• _Page extract_
— Start —

European Commissioner for Energy
- In office 1 December 2019 – 30 November 2024
- Commission: Von der Leyen I
- Preceded by: Miguel Arias Cañete
- Succeeded by: Dan Jørgensen

Minister of Economic Affairs and Infrastructure
- In office 23 November 2016 – 29 April 2019
- Prime Minister: Jüri Ratas
- Preceded by: Kristen Michal
- Succeeded by: Taavi Aas

Personal details
- Born: Kadri Must 22 January 1977 (age 49) Tartu, then part of Estonian SSR, Soviet Union
- Party: n/a
- Education: University of Tartu University College London
- Kadri Simson's voice Speech delivered by Simson to the European Nuclear Safety Regulators Group Conference Recorded 30 May 2022

= Kadri Simson =

Estonian politician

Kadri Simson (née Must, born 22 January 1977) is an Estonian politician, formerly from the Centre Party, who served as the European Commissioner for Energy in the von der Leyen Commission between 2019 and 2024.

==Early life==
Simson graduated from Tartu 10th Middle School in 1995, Tartu University in 2000, (majoring in history). She holds an MA in Political Science from University College London (2003). Simson was a board member of the NGO Institute of Recent Studies.

— End —

• _Material provided_
— Start —

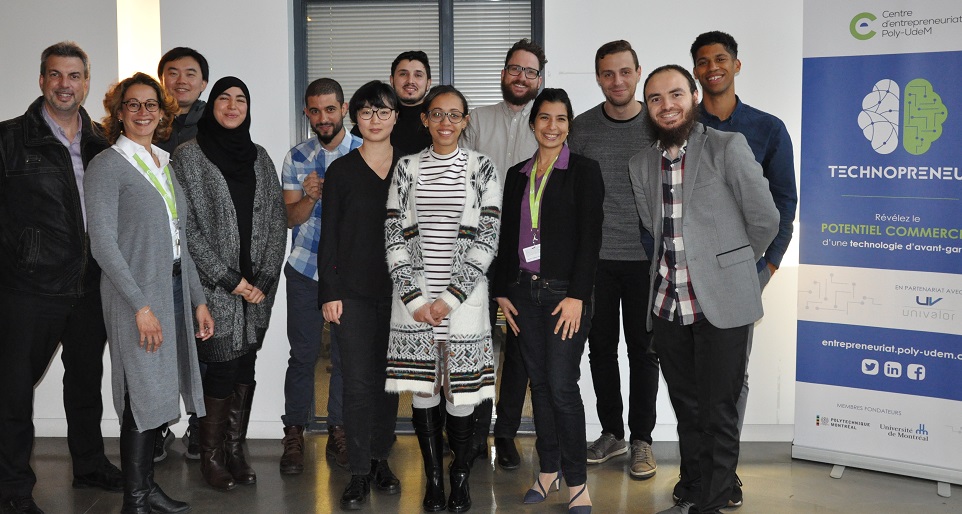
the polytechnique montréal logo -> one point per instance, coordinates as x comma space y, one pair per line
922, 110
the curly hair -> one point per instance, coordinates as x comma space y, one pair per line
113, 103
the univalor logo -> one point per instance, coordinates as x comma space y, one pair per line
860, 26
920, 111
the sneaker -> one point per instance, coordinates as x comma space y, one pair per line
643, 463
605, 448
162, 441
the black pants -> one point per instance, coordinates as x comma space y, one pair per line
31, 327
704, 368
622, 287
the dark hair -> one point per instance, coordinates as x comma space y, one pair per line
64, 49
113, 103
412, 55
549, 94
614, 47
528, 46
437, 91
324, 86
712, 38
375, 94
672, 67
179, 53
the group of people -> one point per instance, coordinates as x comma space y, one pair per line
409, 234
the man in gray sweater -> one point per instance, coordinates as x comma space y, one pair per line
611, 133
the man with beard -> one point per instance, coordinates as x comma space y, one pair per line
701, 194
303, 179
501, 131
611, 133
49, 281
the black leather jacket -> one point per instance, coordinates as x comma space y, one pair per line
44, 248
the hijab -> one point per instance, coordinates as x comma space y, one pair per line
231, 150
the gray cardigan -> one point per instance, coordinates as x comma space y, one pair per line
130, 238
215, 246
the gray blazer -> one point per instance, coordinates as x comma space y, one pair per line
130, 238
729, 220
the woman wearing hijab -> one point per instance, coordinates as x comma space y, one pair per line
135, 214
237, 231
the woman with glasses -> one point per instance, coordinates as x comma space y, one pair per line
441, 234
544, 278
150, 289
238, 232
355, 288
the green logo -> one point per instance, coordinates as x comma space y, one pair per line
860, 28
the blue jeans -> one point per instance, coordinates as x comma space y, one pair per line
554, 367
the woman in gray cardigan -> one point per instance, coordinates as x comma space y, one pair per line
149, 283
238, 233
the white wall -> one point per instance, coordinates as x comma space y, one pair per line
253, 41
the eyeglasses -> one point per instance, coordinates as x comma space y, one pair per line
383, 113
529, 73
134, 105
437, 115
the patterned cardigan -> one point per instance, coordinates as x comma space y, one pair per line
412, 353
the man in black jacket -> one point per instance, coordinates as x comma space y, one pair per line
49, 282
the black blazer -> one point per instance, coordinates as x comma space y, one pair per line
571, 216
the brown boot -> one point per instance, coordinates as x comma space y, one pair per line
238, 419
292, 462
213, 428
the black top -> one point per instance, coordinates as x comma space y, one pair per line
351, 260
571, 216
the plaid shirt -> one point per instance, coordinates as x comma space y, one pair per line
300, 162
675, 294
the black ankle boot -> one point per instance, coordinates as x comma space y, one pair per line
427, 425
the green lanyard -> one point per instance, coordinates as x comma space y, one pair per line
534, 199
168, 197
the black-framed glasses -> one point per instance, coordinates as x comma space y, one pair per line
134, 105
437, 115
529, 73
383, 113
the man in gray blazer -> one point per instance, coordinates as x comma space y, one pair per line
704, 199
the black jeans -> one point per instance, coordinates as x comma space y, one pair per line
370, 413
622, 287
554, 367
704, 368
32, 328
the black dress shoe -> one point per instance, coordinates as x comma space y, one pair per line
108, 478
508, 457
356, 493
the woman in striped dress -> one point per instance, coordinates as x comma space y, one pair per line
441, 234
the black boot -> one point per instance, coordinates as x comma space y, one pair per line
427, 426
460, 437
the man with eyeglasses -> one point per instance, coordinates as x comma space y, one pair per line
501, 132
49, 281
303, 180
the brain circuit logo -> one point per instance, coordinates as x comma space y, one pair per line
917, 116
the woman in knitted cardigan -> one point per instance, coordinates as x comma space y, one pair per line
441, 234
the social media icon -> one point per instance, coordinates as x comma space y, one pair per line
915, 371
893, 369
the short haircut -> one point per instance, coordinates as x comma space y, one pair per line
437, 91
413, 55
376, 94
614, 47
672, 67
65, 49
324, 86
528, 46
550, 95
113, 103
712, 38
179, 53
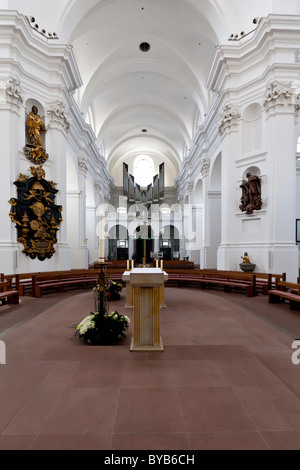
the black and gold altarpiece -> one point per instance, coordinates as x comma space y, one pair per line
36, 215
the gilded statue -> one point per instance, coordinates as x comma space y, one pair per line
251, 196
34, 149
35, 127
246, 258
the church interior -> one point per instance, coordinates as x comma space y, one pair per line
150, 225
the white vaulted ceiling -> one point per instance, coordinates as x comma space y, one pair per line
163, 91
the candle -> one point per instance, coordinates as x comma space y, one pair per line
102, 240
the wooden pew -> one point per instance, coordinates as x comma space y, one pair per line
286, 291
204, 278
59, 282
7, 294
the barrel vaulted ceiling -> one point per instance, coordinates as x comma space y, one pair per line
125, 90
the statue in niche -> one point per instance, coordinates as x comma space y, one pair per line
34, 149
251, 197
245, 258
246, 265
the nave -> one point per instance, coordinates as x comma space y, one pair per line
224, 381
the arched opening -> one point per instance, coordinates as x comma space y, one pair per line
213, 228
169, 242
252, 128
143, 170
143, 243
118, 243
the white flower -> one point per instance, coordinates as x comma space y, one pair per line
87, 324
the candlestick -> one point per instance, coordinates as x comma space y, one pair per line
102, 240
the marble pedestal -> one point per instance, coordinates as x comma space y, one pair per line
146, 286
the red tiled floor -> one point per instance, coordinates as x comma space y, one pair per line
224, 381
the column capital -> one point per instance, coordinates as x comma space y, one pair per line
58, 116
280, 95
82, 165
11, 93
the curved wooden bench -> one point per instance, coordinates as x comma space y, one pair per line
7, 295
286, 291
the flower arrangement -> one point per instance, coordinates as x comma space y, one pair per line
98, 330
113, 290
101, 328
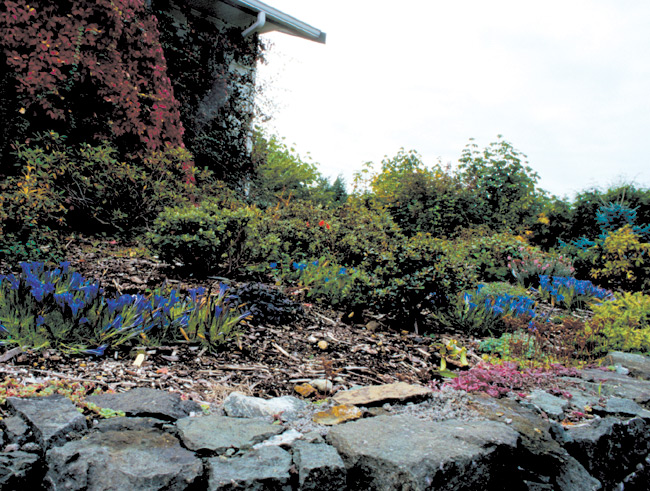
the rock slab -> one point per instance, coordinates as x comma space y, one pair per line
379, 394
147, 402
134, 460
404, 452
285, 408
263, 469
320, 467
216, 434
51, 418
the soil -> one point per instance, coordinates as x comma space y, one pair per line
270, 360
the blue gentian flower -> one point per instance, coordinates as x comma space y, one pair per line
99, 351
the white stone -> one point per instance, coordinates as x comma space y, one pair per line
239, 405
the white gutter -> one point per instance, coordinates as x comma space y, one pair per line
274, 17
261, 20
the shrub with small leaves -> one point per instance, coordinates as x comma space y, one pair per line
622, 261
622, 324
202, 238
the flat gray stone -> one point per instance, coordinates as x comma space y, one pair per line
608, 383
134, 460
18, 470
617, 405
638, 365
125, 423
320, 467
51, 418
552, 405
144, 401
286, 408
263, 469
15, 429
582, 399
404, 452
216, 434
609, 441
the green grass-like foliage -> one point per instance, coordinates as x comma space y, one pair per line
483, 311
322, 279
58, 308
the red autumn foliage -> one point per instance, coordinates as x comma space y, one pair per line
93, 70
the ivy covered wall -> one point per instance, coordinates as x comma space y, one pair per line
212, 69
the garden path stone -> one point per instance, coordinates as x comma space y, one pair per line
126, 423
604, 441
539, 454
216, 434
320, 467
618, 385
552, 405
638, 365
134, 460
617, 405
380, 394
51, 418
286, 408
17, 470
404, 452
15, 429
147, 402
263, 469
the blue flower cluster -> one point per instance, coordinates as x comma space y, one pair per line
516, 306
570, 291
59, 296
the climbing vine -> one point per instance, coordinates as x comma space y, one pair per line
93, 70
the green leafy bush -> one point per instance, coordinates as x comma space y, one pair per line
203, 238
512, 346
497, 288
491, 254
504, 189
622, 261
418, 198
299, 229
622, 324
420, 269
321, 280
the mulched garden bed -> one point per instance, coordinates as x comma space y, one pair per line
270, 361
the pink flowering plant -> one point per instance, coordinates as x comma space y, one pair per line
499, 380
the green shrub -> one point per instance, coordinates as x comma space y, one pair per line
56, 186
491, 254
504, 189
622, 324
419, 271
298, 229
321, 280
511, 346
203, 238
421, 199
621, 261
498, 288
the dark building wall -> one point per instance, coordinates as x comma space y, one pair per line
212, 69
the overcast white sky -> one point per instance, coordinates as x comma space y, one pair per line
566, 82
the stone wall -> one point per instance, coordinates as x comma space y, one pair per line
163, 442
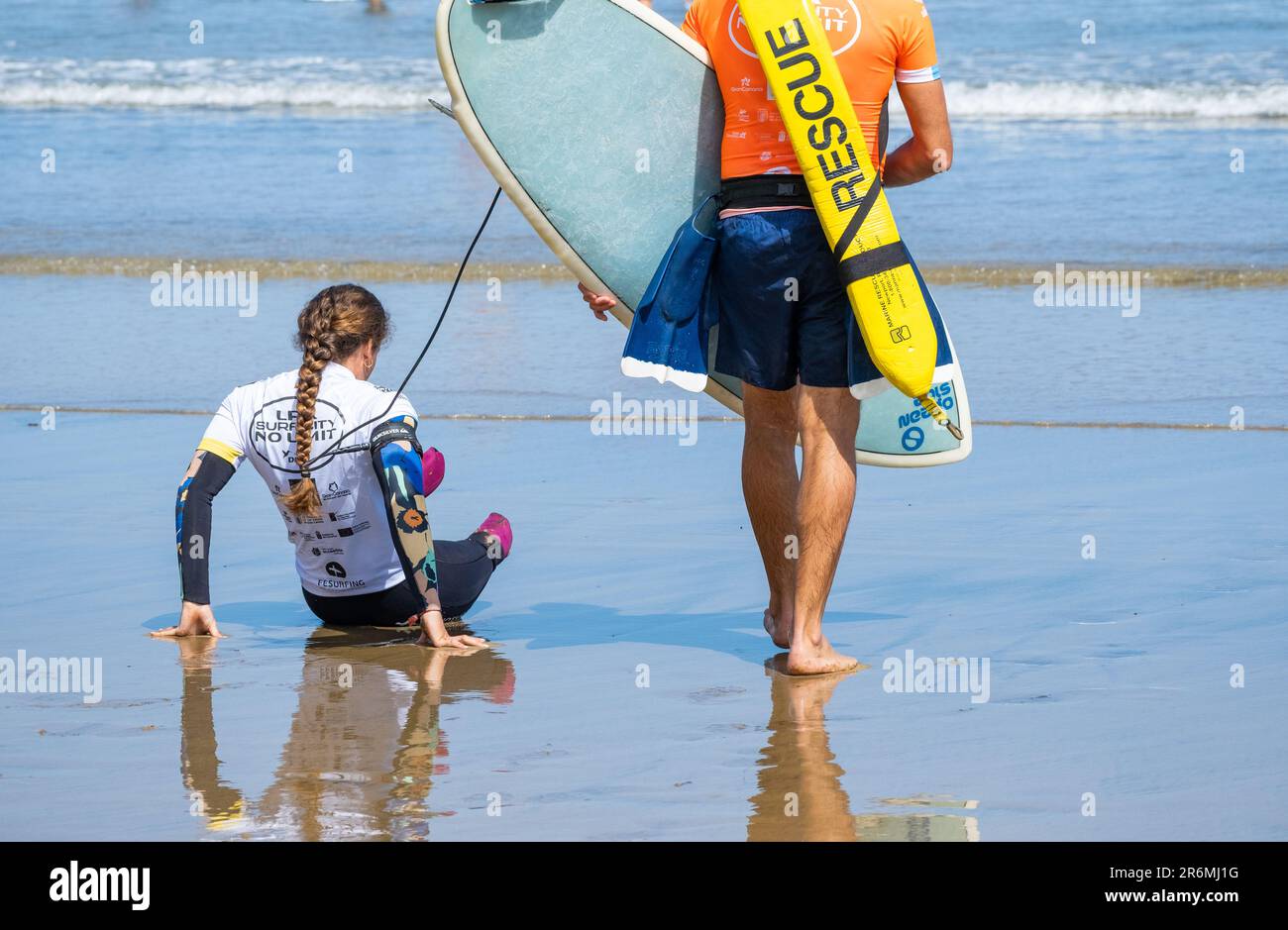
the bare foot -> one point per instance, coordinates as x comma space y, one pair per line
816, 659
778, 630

— End —

• _Stated goal 1_
Render everything in the listing from the line containing "the overcast white" down to the end of the listing as a JSON list of strings, one string per line, with blank lines left out. Leave out the pictures.
• _Stated goal 2_
Pick up the Kadri Simson text where it stops and write the next part.
The text about Kadri Simson and the listing were taken from separate sources.

• _Exercise result 1_
[
  "the overcast white sky -> one point per instance, coordinates as x comma space y, one pair per line",
  "566, 82",
  "the stone wall -> one point per instance, coordinates as x comma space y, one pair per line",
  "163, 442",
  "the bare foot -> one point per instance, coordinates as x comma space y, one pair per line",
  "816, 659",
  "778, 630"
]

• _Exercise result 2_
==Political career==
Simson was a member of the Estonian Centre Party from 1995 to 2024. She worked as an advisor to the Tallinn City Government in 1999, later Tallinn Mayor between 2001 and 2002. Simson served as chairwoman of the Pärnumaa region from 2011 until 2021.

In 2015, Simson failed to beat party leader Edgar Savisaar for his role after an almost uninterrupted 25-year tenure. Savisaar won the vote of 541 delegates, to Simson's 486, from a total of 1,051.

In December 2024, Simson announced that she would be leaving the Centre Party.

==Other activities==
- Paris Peace Forum, Member of the Global Council for Responsible Transition Minerals (since 2025)

==Personal life==
Between 6 June 2008 and February 2015, Simson was married to journalist Priit Simson. Afterwards, she began a relationship with former chairman of HKScan Estonia, Teet Soorm.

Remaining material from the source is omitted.